■ WHAT THE TASK ASKS
Could you recast the listing below as a Markdown table with the columns Row and Listing line, covering everything from its first line through the line that holds "26, 262, 53, 280", inclusive? Skip blank lines and leave the pictures out of the table.

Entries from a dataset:

============

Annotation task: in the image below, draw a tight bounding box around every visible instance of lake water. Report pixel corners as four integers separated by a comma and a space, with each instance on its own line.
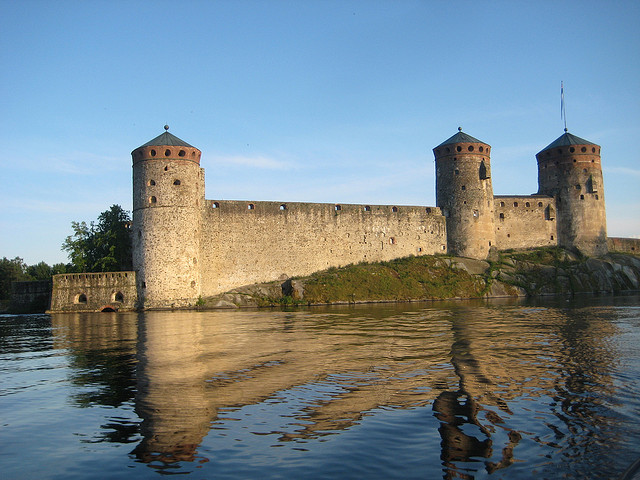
0, 296, 640, 480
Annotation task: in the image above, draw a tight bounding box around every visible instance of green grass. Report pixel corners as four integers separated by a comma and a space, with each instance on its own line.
304, 256, 485, 303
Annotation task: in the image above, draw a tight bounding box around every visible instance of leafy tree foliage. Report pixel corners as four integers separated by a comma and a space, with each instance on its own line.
62, 205, 132, 272
0, 257, 31, 300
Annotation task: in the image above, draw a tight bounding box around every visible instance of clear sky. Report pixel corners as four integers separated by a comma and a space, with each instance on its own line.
0, 0, 640, 264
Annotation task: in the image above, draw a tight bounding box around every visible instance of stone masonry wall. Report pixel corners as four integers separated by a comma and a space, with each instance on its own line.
200, 200, 446, 296
51, 272, 138, 313
494, 195, 558, 250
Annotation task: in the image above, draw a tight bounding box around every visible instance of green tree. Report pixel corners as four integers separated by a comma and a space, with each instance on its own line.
0, 257, 31, 300
62, 205, 132, 272
26, 262, 53, 280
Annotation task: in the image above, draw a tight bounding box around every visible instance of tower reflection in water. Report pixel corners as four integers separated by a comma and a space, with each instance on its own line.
54, 304, 615, 478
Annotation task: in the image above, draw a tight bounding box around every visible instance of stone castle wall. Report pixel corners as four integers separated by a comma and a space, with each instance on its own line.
132, 146, 204, 308
200, 200, 447, 296
50, 272, 138, 313
493, 195, 558, 250
536, 144, 607, 256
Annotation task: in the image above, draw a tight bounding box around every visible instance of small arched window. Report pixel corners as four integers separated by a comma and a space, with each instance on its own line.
478, 160, 489, 180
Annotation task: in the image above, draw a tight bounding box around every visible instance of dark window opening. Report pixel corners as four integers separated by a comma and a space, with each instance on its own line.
544, 205, 556, 221
478, 160, 489, 180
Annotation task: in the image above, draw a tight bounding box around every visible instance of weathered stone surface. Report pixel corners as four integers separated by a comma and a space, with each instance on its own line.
51, 272, 138, 312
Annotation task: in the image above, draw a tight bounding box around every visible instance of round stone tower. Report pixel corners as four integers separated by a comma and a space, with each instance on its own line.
536, 128, 608, 256
131, 125, 204, 308
433, 128, 495, 259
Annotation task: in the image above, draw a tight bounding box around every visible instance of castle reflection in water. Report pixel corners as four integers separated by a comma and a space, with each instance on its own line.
52, 303, 616, 478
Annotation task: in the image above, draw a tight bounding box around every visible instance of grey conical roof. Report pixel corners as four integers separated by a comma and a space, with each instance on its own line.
138, 131, 195, 148
436, 128, 486, 148
538, 130, 596, 153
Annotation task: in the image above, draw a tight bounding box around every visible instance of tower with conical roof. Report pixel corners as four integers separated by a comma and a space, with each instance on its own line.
536, 128, 607, 256
433, 128, 495, 258
131, 125, 204, 308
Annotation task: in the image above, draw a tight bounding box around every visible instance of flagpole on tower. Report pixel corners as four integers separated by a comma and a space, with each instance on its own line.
560, 81, 567, 132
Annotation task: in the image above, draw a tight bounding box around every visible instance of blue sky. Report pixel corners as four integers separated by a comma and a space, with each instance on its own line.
0, 0, 640, 264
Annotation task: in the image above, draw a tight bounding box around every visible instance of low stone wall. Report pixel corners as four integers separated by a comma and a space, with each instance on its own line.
607, 237, 640, 255
8, 280, 51, 313
50, 272, 138, 313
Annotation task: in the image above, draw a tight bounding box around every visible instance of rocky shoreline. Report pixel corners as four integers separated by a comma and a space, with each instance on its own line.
198, 247, 640, 309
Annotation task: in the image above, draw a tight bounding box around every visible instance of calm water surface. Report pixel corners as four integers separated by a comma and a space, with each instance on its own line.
0, 296, 640, 480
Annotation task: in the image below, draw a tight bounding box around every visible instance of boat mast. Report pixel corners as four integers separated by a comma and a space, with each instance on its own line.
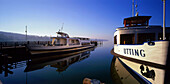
25, 25, 27, 42
163, 0, 166, 40
132, 0, 134, 17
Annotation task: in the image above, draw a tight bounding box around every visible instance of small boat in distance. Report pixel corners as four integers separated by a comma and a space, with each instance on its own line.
27, 32, 94, 55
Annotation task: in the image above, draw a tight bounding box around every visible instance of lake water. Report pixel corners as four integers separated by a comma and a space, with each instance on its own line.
0, 41, 115, 84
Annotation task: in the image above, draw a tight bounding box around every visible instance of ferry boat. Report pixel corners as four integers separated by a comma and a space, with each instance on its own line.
111, 0, 170, 84
27, 32, 94, 55
24, 48, 94, 72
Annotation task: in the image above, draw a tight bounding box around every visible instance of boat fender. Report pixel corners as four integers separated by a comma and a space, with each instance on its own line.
148, 42, 155, 46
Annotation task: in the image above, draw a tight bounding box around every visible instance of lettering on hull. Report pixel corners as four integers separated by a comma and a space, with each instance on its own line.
124, 48, 145, 57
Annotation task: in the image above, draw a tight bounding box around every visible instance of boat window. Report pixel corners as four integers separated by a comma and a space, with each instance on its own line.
120, 34, 135, 44
137, 33, 155, 44
71, 40, 74, 43
158, 33, 170, 41
114, 35, 117, 44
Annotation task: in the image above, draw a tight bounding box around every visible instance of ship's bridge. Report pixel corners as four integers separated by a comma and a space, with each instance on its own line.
123, 16, 151, 27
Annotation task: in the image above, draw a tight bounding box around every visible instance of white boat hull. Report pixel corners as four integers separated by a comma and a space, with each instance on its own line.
27, 45, 94, 55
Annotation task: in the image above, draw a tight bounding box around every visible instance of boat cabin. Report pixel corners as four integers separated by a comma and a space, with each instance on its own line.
51, 32, 80, 46
114, 16, 170, 45
123, 16, 151, 27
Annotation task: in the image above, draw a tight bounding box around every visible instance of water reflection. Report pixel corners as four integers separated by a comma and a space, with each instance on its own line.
111, 56, 149, 84
0, 48, 95, 77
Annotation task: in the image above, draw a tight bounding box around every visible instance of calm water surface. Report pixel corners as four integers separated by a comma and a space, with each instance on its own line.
0, 41, 114, 84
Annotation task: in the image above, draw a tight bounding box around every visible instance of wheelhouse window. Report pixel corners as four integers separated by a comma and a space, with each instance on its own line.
114, 35, 117, 44
137, 33, 155, 44
120, 34, 135, 44
158, 33, 170, 41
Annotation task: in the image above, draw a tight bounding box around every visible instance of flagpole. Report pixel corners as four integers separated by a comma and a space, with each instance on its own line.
132, 0, 134, 17
163, 0, 166, 40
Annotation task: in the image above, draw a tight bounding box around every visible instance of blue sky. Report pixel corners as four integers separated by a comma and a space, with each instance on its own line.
0, 0, 170, 39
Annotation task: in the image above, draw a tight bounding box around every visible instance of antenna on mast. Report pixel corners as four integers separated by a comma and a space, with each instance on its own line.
61, 23, 64, 31
163, 0, 166, 40
132, 0, 134, 17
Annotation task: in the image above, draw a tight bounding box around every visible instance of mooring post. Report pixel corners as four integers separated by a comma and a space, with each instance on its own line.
0, 53, 2, 74
0, 42, 2, 51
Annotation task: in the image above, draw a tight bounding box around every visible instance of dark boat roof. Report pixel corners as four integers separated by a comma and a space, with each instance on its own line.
123, 16, 152, 24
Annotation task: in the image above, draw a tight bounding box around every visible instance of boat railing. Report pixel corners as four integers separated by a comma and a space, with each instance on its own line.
69, 43, 80, 45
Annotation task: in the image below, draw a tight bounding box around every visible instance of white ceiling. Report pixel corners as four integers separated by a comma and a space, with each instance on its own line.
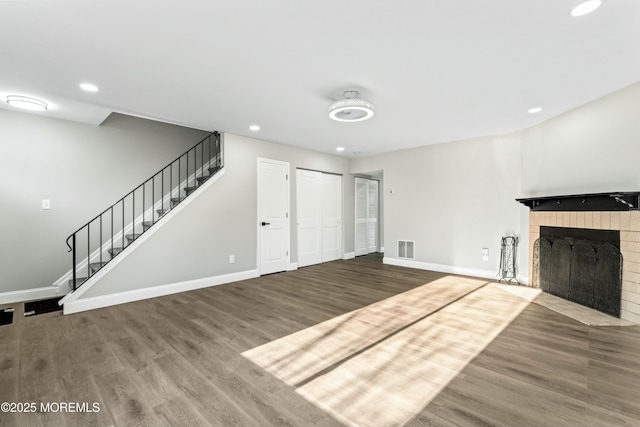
0, 0, 640, 156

============

■ WRITTEN SOLUTION
| Row | Listing line |
|---|---|
| 1 | Annotation task: in the image below, draw a tight bounding box around every visible instance of lake water. Report pixel corners as four integers separated by a comma and a space, with each instance on its own line. |
| 2 | 0, 296, 640, 480 |
| 3 | Annotation task: in the image above, draw a tight bounding box around every visible instance of green grass. Report pixel corners as four integers separated by a comma and a space, with each instance on its own line. |
| 4 | 304, 256, 485, 303 |
| 5 | Annotation task: in the image above, draw a tight bounding box around every visible instance of leafy tree foliage. Report pixel corners as four integers separated by a comma and a space, with each instance on its own line. |
| 6 | 62, 205, 132, 272 |
| 7 | 0, 257, 31, 300 |
| 8 | Annotation task: in the image above, draw a tight bounding box around every visible instance of clear sky. Report pixel corners as four integers separated by a comma and a space, with each instance on its own line. |
| 9 | 0, 0, 640, 264 |
| 10 | Annotation task: in the image above, draw a tight bounding box around every visible instance of stone masonry wall. Report pixel corners as four integers separated by a comma and a space, with each instance on its own line. |
| 11 | 200, 200, 446, 296 |
| 12 | 51, 272, 138, 313 |
| 13 | 494, 195, 558, 250 |
| 14 | Annotation task: in the image above, draw a tight bounding box around every visible instance of green tree. Report pixel corners as four integers separated by a comma and a space, with each instance on its own line. |
| 15 | 0, 257, 31, 300 |
| 16 | 62, 205, 132, 272 |
| 17 | 26, 262, 53, 280 |